Required task: Return every line of the data below that contains the string "leather", matching case exactly.

Material:
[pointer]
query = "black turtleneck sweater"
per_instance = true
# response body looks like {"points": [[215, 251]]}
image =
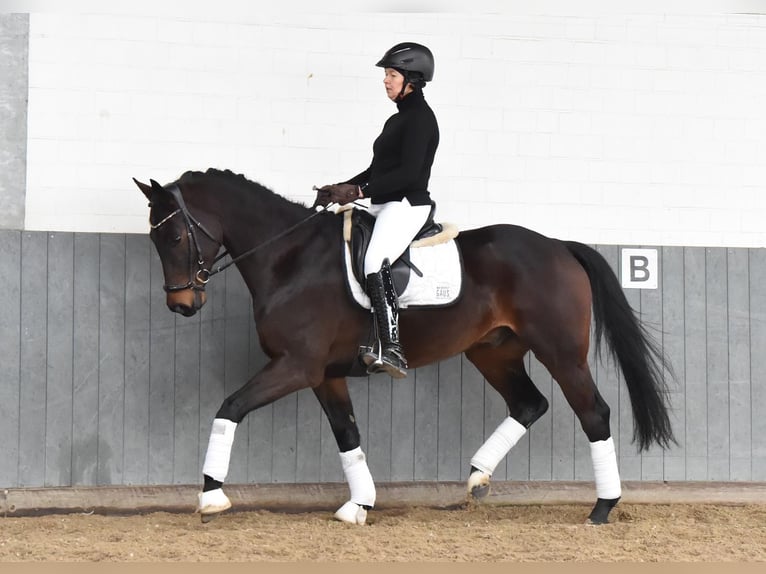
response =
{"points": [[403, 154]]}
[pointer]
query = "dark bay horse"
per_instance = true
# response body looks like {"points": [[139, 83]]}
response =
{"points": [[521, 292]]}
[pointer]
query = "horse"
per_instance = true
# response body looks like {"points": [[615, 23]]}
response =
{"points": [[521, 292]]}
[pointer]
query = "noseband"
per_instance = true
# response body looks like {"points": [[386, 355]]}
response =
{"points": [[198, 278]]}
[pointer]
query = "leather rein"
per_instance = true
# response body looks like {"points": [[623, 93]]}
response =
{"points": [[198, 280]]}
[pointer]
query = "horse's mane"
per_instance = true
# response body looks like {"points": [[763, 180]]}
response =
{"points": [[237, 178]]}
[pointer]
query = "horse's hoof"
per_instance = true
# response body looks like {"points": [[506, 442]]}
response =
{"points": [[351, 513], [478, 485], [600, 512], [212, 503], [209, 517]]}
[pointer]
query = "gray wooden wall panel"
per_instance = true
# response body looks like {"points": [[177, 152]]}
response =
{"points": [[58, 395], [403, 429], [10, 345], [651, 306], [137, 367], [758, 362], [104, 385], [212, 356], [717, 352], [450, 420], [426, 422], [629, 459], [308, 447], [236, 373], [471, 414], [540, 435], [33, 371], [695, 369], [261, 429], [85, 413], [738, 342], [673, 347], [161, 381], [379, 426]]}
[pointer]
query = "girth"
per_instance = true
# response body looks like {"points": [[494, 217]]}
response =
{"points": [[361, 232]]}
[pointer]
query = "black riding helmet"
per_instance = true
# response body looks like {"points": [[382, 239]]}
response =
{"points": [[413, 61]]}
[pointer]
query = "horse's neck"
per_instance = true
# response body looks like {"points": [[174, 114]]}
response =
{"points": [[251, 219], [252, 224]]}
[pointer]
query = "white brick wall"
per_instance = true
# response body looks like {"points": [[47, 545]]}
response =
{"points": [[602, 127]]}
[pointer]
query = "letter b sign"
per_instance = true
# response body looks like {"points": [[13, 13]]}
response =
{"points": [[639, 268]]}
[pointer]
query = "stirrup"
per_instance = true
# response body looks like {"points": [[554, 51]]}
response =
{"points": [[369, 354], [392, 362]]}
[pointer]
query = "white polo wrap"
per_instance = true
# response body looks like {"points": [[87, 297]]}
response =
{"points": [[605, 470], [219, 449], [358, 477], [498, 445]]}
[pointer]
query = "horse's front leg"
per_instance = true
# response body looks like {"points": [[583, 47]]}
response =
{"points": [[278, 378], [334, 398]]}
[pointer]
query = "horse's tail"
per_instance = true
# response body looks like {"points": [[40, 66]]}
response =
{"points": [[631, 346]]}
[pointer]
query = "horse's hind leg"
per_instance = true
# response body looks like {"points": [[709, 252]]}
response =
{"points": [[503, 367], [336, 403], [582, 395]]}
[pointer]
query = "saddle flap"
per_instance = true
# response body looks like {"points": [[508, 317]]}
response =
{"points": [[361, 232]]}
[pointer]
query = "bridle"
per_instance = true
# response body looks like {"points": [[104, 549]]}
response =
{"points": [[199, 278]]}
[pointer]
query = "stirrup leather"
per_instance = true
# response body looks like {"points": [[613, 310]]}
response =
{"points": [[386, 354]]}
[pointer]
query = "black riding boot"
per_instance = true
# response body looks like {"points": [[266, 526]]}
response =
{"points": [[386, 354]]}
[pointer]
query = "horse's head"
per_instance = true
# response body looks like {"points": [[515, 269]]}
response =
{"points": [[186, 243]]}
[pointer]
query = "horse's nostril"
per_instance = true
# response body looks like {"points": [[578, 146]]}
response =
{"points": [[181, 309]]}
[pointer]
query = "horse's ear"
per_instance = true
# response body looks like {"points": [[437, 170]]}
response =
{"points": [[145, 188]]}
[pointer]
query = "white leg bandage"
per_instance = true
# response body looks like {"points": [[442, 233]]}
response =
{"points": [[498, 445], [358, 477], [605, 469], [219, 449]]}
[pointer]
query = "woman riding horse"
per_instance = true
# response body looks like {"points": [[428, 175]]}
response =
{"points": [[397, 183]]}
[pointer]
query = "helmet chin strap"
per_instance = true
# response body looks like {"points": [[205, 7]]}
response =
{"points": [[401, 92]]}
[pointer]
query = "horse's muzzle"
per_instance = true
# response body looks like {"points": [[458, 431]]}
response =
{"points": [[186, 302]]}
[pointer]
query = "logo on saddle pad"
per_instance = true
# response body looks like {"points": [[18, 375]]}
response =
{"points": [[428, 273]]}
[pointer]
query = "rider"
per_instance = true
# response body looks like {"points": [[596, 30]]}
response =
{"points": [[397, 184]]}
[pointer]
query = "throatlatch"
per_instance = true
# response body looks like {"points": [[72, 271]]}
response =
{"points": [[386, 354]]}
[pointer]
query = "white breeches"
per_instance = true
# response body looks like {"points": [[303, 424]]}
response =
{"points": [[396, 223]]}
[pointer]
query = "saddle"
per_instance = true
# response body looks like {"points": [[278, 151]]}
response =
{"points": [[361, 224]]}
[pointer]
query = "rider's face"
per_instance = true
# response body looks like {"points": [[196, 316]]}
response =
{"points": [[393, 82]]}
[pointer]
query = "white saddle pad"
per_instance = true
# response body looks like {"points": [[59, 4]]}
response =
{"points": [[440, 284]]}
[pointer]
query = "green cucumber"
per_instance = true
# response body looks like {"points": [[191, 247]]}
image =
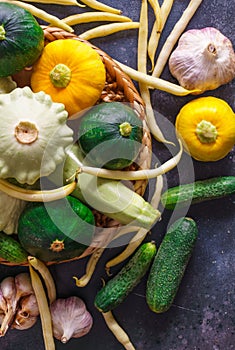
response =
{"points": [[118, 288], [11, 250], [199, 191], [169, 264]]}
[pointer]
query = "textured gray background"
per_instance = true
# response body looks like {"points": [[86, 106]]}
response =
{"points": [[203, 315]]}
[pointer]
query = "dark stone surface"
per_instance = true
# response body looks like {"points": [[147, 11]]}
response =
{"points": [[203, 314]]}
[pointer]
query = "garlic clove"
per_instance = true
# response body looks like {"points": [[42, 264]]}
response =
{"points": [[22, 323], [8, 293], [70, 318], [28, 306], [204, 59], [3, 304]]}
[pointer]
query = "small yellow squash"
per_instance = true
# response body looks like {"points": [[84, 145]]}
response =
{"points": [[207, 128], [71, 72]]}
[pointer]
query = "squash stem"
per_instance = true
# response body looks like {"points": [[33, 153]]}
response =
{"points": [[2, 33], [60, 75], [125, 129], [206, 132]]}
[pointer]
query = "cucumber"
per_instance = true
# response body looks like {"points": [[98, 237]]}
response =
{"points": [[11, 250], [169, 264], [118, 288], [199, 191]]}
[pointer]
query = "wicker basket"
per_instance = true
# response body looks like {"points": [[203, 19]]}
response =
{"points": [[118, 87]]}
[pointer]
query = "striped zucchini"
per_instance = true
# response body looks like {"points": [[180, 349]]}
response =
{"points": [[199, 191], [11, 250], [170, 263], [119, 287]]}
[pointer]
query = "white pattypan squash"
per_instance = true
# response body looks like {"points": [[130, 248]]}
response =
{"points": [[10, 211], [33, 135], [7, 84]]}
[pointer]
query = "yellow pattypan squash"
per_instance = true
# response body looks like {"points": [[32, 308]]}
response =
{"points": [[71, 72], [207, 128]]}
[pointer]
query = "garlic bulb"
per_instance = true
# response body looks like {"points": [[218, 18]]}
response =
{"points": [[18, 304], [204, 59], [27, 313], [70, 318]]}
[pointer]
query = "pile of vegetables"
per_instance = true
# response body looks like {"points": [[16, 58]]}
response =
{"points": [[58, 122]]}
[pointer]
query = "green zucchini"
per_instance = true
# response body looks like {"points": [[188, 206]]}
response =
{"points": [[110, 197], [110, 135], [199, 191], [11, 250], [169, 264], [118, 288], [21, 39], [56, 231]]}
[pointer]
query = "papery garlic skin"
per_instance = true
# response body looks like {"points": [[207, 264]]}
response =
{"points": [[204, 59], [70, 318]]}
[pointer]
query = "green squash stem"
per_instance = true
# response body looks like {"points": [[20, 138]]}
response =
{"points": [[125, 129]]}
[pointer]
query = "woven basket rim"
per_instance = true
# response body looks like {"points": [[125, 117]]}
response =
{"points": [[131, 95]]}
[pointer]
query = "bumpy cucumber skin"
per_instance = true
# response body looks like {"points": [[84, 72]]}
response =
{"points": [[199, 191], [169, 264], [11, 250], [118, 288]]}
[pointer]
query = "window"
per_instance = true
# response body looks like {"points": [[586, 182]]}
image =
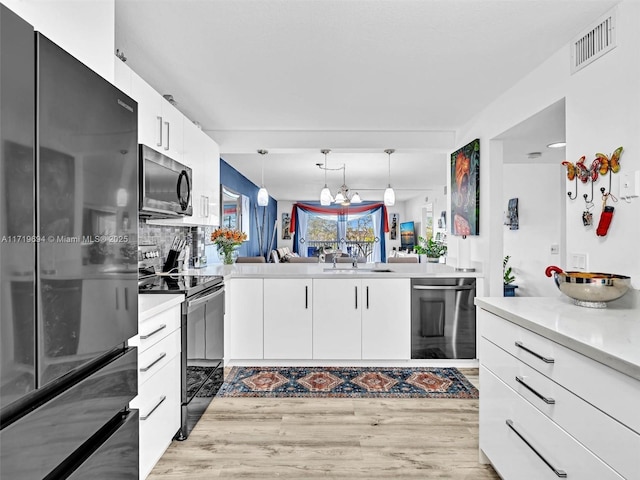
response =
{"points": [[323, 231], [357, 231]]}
* * *
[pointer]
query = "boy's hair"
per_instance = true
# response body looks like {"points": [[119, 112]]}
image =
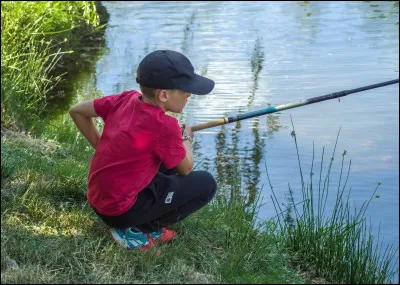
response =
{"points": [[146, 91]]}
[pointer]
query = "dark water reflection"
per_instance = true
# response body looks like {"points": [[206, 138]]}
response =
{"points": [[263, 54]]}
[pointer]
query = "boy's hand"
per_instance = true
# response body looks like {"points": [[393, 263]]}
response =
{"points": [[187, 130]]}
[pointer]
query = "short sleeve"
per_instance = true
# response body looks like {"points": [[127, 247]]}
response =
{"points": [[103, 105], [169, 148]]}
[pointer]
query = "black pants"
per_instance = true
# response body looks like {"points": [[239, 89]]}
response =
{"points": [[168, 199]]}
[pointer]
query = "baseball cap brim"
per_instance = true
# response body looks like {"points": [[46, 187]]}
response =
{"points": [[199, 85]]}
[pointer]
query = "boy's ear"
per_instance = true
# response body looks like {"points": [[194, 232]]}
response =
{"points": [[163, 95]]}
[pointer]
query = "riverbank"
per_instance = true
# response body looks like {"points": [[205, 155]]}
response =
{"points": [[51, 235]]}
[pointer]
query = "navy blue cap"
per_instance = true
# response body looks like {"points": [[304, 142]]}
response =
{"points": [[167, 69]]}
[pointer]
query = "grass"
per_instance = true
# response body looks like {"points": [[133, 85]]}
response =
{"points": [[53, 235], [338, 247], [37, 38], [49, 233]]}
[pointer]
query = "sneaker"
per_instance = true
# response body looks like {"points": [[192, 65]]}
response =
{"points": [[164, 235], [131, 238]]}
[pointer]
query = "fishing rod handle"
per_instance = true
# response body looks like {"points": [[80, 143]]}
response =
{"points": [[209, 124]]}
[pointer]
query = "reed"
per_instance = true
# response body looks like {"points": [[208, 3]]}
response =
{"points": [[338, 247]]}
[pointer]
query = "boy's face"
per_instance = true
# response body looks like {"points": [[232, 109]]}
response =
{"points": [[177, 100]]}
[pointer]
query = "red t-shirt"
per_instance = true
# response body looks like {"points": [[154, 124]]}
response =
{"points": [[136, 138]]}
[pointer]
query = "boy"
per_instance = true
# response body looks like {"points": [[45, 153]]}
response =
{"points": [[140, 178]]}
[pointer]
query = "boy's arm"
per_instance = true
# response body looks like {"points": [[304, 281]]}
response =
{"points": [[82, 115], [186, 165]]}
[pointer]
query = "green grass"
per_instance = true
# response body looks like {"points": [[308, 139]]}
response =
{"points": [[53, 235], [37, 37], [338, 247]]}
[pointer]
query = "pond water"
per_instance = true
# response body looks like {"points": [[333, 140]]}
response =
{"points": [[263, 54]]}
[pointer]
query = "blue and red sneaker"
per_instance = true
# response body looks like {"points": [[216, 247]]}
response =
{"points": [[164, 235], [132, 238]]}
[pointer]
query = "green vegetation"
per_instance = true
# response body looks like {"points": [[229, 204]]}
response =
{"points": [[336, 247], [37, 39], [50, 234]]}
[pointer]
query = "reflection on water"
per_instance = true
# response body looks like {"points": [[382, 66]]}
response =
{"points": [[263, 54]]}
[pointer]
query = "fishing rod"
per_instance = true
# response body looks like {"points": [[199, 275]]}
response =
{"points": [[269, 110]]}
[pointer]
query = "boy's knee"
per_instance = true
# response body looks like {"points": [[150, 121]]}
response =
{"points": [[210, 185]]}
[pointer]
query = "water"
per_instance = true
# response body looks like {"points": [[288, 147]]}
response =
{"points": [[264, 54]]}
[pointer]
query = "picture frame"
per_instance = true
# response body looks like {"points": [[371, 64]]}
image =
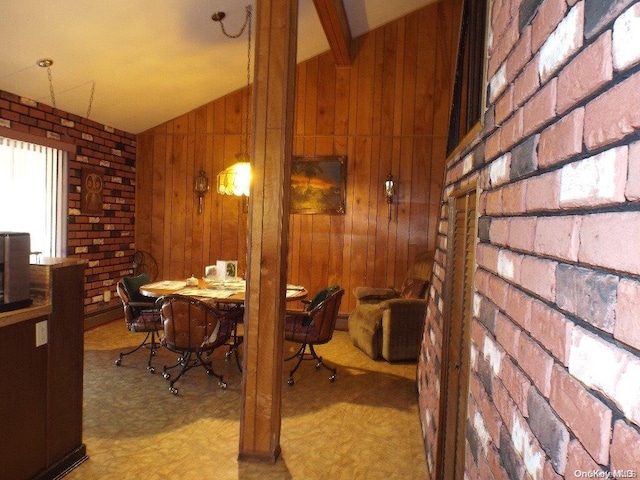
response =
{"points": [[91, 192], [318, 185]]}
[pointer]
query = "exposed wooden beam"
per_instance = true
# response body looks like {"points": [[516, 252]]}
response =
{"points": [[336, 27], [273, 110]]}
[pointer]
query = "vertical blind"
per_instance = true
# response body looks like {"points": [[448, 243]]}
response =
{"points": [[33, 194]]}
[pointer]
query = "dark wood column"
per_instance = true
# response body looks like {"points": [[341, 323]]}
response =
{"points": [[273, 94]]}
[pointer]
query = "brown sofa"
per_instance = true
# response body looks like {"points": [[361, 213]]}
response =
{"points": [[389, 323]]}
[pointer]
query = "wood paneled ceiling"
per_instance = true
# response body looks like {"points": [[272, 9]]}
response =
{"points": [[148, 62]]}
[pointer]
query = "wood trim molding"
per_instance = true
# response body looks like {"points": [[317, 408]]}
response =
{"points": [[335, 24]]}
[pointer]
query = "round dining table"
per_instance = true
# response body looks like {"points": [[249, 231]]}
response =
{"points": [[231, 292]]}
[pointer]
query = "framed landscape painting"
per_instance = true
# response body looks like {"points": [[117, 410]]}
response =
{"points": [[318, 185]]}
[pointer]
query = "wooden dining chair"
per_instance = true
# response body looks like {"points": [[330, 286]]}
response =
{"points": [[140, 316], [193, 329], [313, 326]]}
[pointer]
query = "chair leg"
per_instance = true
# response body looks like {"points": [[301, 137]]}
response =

Full answer:
query = "leather rein"
query = "stirrup leather"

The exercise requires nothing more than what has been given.